* Set exercise *
Arrange part of the records below as a numbered list, with blank lines left out. Begin at the line that has "Worksheet item 7: Locate every instance of the woman and" and stop after the line that has "[434,395,514,486]", and list only those lines.

* Data supplied *
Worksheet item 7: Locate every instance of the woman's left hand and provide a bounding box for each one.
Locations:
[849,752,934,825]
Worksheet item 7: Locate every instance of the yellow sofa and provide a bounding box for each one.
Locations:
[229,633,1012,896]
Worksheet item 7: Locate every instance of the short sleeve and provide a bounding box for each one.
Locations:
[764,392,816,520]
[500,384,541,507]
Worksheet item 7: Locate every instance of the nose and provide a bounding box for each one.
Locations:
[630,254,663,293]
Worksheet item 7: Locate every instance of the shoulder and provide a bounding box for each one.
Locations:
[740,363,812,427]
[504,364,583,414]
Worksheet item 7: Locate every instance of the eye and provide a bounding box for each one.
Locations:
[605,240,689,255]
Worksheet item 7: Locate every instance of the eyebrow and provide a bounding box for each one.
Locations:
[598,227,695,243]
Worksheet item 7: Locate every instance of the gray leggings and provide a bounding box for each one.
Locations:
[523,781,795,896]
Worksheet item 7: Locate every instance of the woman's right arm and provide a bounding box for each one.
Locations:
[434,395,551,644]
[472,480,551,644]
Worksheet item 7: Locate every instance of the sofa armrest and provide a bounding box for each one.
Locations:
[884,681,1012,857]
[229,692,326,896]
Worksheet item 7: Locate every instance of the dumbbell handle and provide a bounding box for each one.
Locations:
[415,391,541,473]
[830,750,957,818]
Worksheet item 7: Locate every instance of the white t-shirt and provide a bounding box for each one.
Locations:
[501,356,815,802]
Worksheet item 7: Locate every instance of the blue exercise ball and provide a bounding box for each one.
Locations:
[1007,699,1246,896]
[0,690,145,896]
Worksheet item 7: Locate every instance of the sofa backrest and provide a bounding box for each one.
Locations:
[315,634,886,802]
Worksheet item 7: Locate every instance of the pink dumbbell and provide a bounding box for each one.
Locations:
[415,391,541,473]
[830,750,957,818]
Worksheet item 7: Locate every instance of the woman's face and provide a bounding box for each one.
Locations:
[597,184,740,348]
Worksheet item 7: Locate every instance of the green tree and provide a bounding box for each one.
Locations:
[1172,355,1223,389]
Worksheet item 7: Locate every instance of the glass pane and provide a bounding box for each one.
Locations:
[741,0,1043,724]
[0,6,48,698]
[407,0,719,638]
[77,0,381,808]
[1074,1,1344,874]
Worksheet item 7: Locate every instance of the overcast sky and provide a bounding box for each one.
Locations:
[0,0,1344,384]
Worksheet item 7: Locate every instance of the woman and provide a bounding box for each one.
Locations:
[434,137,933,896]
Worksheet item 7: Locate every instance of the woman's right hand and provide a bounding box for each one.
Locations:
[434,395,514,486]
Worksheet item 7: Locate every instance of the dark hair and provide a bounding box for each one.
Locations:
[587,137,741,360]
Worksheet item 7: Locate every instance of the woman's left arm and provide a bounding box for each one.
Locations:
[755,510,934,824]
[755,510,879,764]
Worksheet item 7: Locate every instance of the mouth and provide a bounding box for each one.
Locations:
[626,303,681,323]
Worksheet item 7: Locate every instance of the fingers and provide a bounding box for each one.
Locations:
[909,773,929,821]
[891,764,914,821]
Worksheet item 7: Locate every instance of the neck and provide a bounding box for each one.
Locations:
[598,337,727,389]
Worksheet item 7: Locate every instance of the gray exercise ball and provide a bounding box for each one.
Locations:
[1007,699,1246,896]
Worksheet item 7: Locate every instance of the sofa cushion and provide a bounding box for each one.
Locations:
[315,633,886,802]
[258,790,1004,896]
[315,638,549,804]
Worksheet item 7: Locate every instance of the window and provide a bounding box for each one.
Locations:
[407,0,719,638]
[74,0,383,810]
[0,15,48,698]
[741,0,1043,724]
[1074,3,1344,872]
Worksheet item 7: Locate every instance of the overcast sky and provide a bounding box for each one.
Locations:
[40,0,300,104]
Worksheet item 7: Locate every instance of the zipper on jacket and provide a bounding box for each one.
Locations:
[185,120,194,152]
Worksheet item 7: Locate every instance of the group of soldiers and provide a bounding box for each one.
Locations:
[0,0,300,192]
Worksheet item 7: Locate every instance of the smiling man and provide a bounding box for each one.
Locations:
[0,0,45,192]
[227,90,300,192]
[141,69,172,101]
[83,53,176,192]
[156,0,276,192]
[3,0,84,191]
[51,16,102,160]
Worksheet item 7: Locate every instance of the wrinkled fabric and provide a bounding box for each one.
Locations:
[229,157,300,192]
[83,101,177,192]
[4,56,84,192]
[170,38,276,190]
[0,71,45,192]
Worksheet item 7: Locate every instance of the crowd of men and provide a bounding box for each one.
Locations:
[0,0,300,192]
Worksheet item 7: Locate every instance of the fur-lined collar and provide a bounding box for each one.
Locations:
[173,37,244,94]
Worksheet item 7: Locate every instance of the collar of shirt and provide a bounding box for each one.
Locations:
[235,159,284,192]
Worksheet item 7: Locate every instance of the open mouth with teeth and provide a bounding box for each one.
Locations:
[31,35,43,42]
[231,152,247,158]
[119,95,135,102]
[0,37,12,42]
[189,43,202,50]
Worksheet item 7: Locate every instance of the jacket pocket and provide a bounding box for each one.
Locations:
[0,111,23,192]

* Output of the exercise *
1. Worksheet item 7: Locate every instance of the woman and provide a bounding box for each one.
2. Locations:
3. [434,137,933,896]
4. Worksheet item 7: Locate every instance of the woman's right hand and provide a bounding box for each one.
5. Locations:
6. [434,395,514,486]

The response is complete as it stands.